In the records below, copy out the lines between the line holding "Target: balcony" and the line holding "(1233, 941)", inclusive, and nothing else.

------ DATASET RECORDS

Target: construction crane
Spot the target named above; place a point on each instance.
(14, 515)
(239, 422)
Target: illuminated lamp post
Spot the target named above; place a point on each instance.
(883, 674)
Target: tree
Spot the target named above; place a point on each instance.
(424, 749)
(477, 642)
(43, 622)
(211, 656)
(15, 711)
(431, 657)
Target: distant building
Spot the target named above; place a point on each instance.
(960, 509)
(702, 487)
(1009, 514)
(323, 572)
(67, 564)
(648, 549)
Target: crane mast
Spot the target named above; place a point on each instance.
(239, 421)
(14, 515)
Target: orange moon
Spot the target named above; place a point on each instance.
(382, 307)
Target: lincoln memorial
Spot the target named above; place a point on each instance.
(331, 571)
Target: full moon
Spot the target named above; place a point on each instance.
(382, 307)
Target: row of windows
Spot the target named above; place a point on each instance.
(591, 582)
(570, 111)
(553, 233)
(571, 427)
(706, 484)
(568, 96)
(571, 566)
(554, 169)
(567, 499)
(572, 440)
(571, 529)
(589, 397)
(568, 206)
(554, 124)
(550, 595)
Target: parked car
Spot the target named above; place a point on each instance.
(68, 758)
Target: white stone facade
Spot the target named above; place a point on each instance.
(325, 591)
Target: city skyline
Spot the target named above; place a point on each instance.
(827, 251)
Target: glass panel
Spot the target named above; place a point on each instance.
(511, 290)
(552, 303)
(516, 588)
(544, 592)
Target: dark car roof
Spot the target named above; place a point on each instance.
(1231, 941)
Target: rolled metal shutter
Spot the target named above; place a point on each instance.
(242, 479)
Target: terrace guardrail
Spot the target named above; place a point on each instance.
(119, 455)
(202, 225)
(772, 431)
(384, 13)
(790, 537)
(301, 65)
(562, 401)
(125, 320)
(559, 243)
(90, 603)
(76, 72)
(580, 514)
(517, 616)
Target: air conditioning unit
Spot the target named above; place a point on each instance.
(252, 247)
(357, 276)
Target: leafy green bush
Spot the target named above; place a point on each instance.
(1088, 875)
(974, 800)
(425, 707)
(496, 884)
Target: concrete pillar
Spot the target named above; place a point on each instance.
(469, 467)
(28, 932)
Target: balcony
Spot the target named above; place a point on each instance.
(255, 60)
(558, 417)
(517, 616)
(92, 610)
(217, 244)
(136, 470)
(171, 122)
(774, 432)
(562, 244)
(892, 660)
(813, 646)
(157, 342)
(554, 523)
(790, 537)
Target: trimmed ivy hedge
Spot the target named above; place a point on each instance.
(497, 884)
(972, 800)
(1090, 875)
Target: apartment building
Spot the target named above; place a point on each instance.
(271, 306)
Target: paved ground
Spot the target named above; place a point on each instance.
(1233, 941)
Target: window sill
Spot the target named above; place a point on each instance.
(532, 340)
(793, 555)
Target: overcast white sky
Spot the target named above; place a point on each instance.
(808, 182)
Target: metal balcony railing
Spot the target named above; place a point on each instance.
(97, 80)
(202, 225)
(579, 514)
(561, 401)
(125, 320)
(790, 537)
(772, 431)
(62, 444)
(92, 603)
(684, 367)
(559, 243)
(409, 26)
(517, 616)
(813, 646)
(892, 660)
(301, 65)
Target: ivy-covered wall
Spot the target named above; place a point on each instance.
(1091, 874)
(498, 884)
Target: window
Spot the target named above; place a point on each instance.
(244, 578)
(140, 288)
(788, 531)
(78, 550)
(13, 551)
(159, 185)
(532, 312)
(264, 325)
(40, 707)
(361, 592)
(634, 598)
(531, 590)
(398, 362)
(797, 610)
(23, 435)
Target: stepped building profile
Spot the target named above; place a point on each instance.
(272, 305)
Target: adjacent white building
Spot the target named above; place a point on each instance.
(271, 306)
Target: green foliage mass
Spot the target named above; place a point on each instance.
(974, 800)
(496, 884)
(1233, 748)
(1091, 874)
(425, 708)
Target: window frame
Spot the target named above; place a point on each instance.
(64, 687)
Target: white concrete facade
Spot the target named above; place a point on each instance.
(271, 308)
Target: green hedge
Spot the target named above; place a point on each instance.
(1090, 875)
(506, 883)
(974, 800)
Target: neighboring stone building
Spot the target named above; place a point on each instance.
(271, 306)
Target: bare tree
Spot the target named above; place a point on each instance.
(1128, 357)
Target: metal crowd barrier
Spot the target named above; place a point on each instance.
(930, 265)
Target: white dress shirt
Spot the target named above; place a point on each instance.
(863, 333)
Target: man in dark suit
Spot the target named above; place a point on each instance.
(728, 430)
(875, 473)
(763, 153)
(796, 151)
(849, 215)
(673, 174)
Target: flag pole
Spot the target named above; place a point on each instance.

------------

* [FULL ANSWER]
Target: balcony
Spot the target named above; place a point on each instance.
(255, 60)
(558, 417)
(517, 616)
(92, 610)
(217, 244)
(136, 470)
(171, 122)
(774, 432)
(562, 244)
(892, 660)
(813, 646)
(157, 342)
(554, 523)
(790, 537)
Target: trimmed ivy hedge
Spot the target named above; place a point on each instance.
(497, 884)
(972, 800)
(1090, 875)
Target: apartment building
Spot the target named above; place a point on each instance.
(271, 306)
Target: paved ground
Spot the target named above; place a point on each instance.
(1233, 941)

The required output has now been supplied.